■ JOB A ■
In the essay on lesser blessings below, rewrite the paragraph beginning "We recently wrestled our king-size" as a brief list of its main facts.

═══ PASSAGE GIVEN ═══

Janet Sheridan: Grateful for lesser blessings
My mother sometimes asked her children to express gratitude for something meaningful before they indulged their Thanksgiving appetites. If I had mentioned my gratitude for the raisins she put in her homemade cinnamon rolls, she would have looked at me with disapproval. But, to me, a cinnamon roll without raisins wasn’t worth chewing. I know many folks disagree, but I’ve never met a raisin I didn’t like, and I’m grateful for them.
I’m also thankful for Goo-Gone. I used to soak price-tagged treasures in water before taking a scrubber to the tag and diligently rubbing its adhesive into a massive blur. I would then try to scrape the sticky stuff away with my nails, resulting in broken nails and a massive blur of scratched adhesive. But now, a drop of Goo Gone, a quick wipe and time left to contemplate my blessings.
Our new toilet is 3.5 inches taller than the toilet it replaced, and I am thankful. If you don’t understand my gratitude for a tall toilet, your knees don’t creak and complain.
We recently wrestled our king-size, pillow-top mattress into a basement bedroom — where it will reside until hell freezes over — and replaced it with a memory-foam version that conforms to a body’s bones and bumps. The mattress became a small blessing on the day I discovered that fitted sheets actually fit it. I used to stretch and strain — exhausting my flexibility, patience and vocabulary — as I forced a sheet around the four corners of our over-stuffed mattress. Then, as we slept, the sheet corners slithered off until we slept on a mass of wrinkles.

═══ DATA ═══

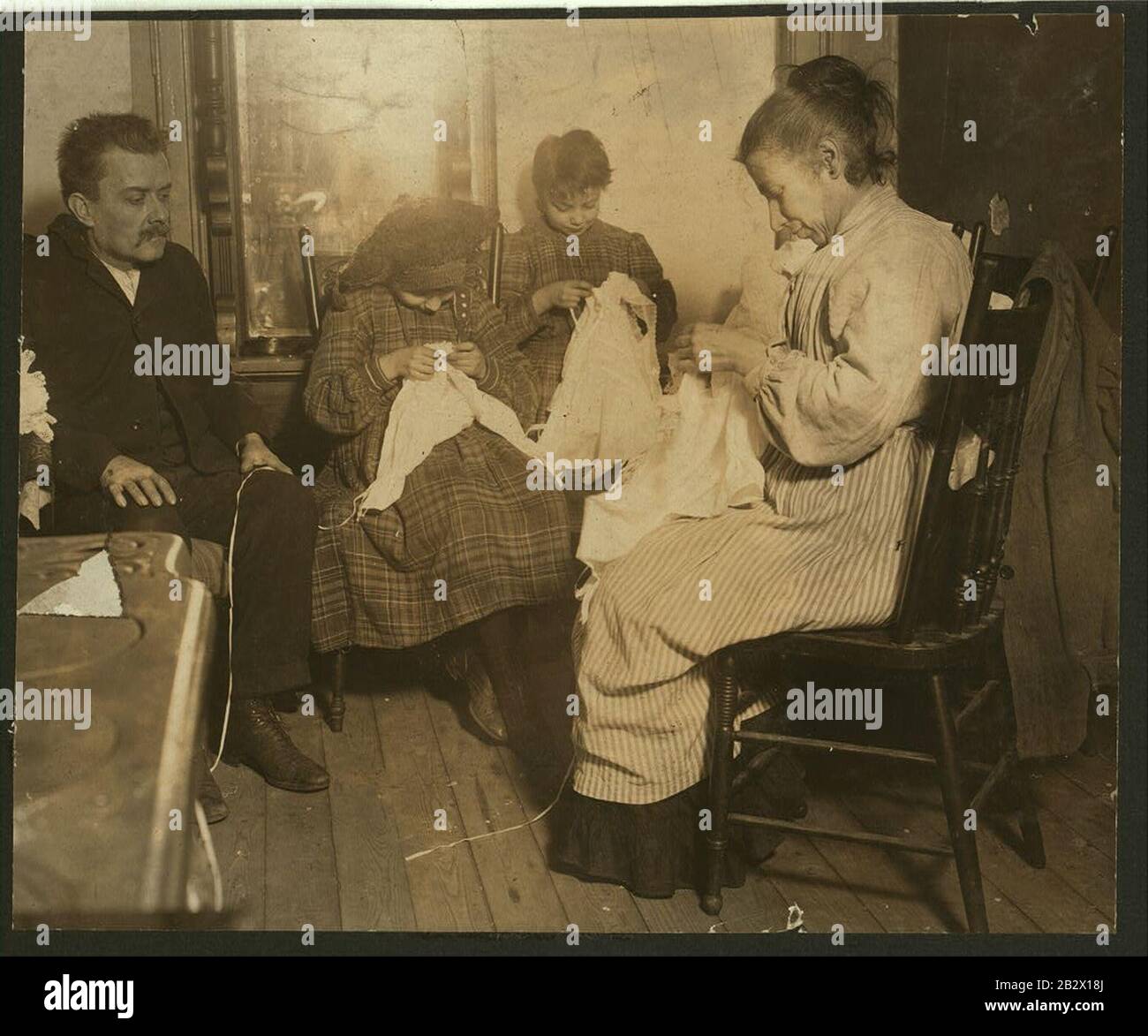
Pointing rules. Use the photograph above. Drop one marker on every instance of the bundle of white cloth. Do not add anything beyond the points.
(711, 458)
(608, 405)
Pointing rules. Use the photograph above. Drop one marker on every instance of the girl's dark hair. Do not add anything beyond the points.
(79, 156)
(827, 96)
(567, 165)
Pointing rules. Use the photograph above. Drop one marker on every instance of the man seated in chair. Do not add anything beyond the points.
(141, 448)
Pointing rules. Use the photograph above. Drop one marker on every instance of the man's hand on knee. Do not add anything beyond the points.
(139, 481)
(255, 453)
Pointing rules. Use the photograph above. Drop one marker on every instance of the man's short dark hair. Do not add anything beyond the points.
(79, 157)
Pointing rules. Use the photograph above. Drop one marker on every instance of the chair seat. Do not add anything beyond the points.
(930, 649)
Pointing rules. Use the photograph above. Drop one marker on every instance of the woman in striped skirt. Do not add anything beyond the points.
(846, 409)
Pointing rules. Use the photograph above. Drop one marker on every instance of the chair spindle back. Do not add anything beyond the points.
(957, 549)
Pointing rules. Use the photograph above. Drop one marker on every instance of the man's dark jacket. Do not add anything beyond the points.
(84, 333)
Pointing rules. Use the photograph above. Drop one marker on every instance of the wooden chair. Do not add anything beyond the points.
(937, 633)
(336, 707)
(1094, 275)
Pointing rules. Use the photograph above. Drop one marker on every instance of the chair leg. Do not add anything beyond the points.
(964, 842)
(1032, 840)
(337, 707)
(720, 768)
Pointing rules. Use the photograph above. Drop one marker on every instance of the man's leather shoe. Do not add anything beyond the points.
(257, 737)
(207, 790)
(286, 700)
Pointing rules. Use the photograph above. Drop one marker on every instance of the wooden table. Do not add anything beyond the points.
(93, 838)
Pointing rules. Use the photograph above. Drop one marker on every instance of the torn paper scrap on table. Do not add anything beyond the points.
(91, 592)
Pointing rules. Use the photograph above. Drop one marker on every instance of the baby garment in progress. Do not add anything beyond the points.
(708, 465)
(426, 413)
(608, 405)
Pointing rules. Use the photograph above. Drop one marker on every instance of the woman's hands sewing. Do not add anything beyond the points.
(469, 359)
(561, 294)
(712, 347)
(413, 362)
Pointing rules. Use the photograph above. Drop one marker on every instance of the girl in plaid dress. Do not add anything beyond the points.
(552, 266)
(466, 540)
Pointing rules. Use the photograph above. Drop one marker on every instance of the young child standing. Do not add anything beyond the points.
(554, 264)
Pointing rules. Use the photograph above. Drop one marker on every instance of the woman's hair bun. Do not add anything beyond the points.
(827, 95)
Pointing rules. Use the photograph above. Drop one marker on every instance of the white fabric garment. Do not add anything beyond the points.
(608, 404)
(428, 412)
(711, 459)
(710, 463)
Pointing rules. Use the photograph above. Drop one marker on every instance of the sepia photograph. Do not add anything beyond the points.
(572, 473)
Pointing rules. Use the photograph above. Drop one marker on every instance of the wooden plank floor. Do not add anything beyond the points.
(408, 775)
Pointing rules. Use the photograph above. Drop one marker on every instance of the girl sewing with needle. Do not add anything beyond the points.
(466, 540)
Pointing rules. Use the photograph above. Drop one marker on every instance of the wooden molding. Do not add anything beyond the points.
(218, 176)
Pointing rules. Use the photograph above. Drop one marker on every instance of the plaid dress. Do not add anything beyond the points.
(466, 538)
(536, 256)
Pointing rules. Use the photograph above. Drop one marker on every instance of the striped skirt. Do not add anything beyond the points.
(826, 548)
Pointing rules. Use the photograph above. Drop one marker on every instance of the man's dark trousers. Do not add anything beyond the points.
(275, 545)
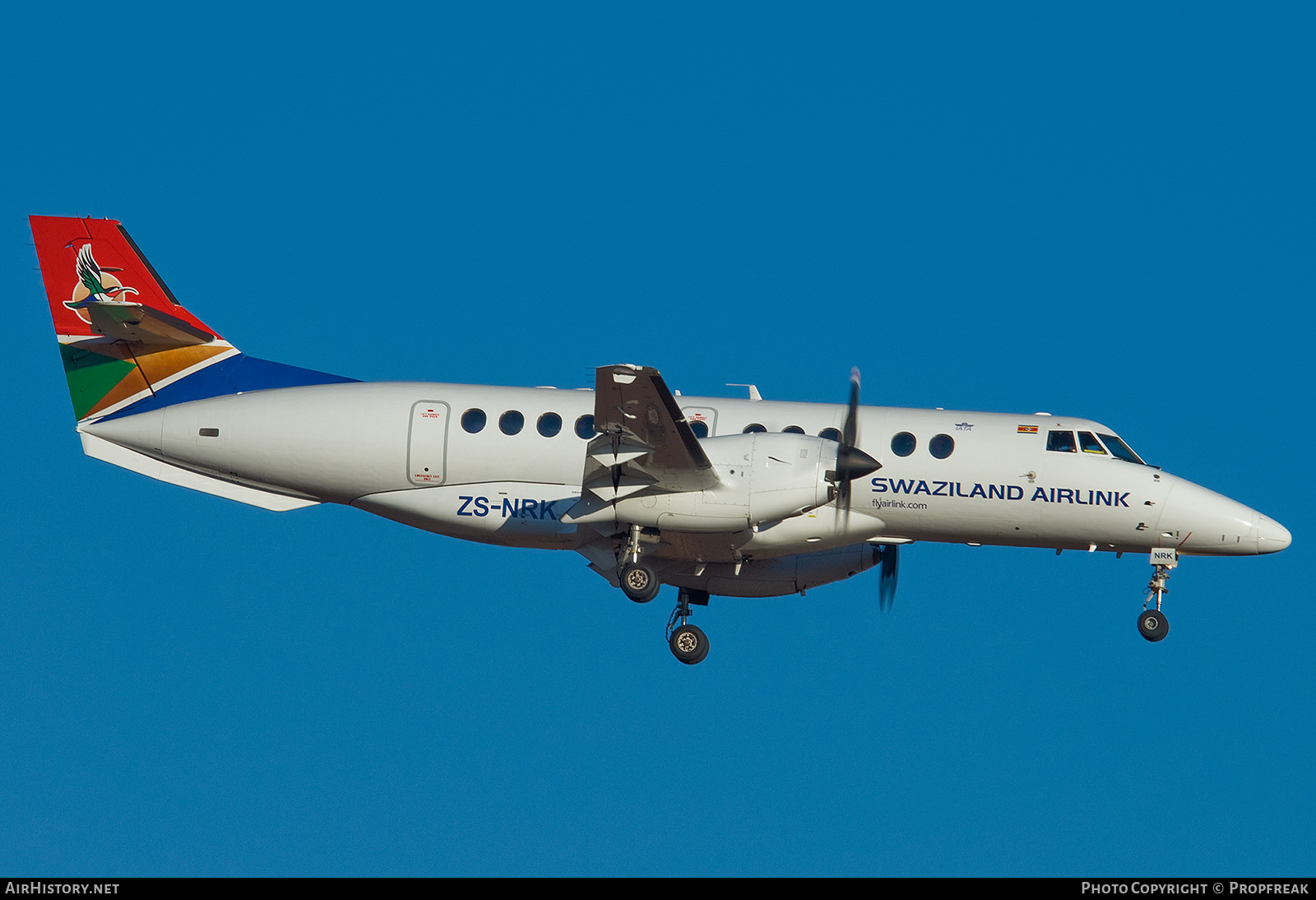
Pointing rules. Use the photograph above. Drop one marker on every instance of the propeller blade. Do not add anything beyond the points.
(890, 573)
(850, 462)
(850, 430)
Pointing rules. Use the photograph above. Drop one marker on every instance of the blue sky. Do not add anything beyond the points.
(1102, 212)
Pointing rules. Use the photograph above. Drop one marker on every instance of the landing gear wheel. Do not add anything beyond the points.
(1153, 625)
(638, 582)
(688, 643)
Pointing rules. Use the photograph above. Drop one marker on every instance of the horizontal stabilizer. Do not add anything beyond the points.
(164, 471)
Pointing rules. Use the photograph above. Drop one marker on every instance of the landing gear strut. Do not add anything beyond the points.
(638, 581)
(688, 643)
(1152, 623)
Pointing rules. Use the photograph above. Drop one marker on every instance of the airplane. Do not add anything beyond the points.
(745, 498)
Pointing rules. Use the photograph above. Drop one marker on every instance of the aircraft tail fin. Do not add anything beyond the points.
(124, 338)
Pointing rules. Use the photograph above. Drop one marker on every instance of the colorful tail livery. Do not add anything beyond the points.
(125, 341)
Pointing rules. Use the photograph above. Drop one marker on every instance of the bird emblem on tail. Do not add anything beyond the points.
(95, 285)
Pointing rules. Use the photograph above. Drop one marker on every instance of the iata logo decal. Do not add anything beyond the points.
(95, 285)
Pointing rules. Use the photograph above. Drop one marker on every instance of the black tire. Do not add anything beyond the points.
(1153, 625)
(688, 643)
(638, 582)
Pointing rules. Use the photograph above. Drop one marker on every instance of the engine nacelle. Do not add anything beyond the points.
(762, 478)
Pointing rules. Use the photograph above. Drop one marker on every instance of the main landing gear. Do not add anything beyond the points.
(640, 583)
(1152, 623)
(688, 643)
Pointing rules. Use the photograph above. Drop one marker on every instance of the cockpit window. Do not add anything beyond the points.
(1061, 441)
(1090, 443)
(1119, 449)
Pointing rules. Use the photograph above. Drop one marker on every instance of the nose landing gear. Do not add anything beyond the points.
(1152, 623)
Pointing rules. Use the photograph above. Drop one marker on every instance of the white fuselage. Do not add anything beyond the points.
(401, 450)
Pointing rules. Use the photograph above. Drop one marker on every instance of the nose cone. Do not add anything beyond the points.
(1272, 537)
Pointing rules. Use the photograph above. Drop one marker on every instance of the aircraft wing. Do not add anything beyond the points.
(644, 443)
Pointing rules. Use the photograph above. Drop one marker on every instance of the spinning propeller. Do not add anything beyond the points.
(852, 463)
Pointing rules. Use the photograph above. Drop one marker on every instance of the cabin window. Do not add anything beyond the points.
(473, 420)
(511, 423)
(1061, 443)
(1119, 449)
(1090, 443)
(549, 424)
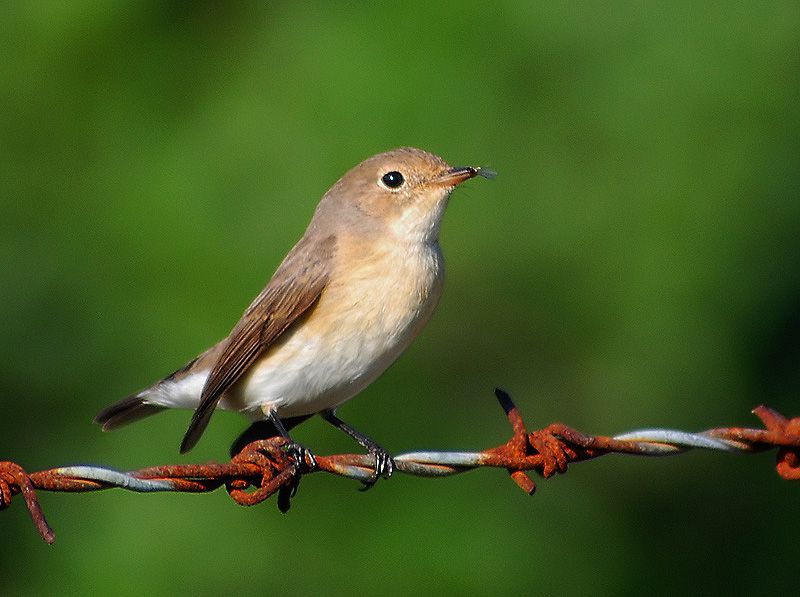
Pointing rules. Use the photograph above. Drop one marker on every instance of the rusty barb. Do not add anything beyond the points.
(265, 467)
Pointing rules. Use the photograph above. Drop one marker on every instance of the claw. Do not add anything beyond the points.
(304, 457)
(384, 467)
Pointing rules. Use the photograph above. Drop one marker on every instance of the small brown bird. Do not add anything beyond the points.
(346, 301)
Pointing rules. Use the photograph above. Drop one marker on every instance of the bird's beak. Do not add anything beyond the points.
(457, 175)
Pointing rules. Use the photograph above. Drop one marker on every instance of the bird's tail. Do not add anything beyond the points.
(126, 411)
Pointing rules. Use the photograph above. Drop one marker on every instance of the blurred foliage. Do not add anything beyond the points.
(635, 264)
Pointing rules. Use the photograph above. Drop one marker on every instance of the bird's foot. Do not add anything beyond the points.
(305, 459)
(384, 466)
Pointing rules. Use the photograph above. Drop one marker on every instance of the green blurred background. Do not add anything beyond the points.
(636, 263)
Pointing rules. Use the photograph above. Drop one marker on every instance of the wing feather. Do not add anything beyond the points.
(294, 289)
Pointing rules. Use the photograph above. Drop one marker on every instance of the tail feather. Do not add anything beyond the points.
(128, 410)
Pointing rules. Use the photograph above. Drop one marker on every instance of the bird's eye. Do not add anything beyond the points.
(393, 179)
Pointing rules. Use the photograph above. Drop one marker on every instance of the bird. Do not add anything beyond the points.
(345, 302)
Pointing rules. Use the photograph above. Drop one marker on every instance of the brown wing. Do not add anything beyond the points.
(295, 287)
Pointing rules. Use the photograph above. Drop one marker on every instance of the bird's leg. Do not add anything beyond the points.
(298, 452)
(384, 465)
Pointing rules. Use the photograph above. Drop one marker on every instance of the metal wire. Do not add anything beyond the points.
(265, 467)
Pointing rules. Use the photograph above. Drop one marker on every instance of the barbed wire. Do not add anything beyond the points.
(265, 467)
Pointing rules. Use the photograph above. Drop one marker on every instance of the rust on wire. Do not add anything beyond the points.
(265, 467)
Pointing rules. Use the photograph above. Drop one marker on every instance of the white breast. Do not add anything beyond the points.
(364, 320)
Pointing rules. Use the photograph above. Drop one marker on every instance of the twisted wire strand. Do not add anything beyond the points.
(265, 467)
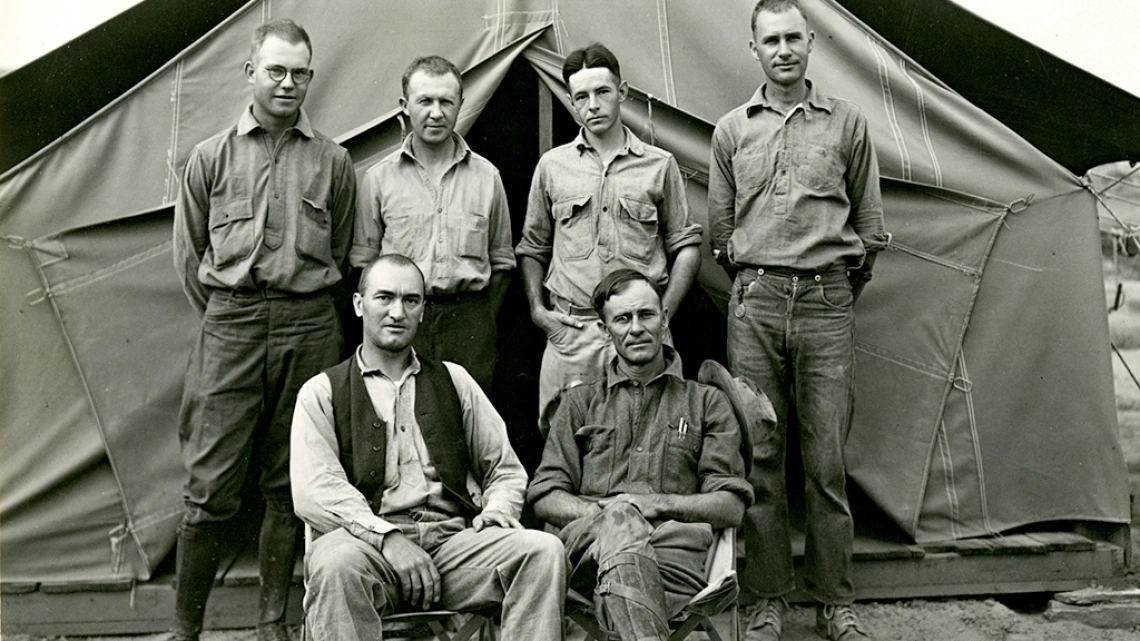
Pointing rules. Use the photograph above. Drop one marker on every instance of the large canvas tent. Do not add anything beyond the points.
(985, 391)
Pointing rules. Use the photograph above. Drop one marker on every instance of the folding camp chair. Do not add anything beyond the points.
(718, 595)
(477, 624)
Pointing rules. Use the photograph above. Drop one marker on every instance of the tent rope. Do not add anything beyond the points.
(652, 130)
(1125, 363)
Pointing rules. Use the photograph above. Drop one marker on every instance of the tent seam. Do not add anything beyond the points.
(926, 126)
(888, 106)
(95, 412)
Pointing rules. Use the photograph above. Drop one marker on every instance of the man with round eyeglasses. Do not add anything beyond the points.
(262, 227)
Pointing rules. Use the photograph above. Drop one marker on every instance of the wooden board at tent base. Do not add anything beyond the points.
(1020, 564)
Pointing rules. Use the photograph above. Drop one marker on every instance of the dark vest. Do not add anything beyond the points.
(363, 439)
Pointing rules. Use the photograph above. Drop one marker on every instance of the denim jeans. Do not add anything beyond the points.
(794, 337)
(350, 585)
(254, 351)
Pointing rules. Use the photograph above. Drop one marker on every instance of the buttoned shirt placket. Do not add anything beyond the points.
(275, 216)
(607, 226)
(439, 253)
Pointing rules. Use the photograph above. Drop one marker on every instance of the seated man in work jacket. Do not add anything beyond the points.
(640, 467)
(404, 469)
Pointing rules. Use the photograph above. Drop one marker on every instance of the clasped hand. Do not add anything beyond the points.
(420, 583)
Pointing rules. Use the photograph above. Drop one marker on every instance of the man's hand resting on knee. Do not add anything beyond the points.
(420, 582)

═══

■ JOB B ■
Count the lines of the listing that contain the string "blurred", and give only the number.

■ RESULT A ■
- The old king-size, pillow-top mattress was moved into a basement bedroom, where it will stay for good.
- It was replaced with a memory-foam mattress that conforms to the body.
- Fitted sheets actually fit the new mattress, which made it a small blessing.
- Putting a sheet on the over-stuffed old mattress took great strain, flexibility, patience and vocabulary.
- On the old mattress, the sheet corners slid off overnight and left a mass of wrinkles.

■ RESULT B ■
2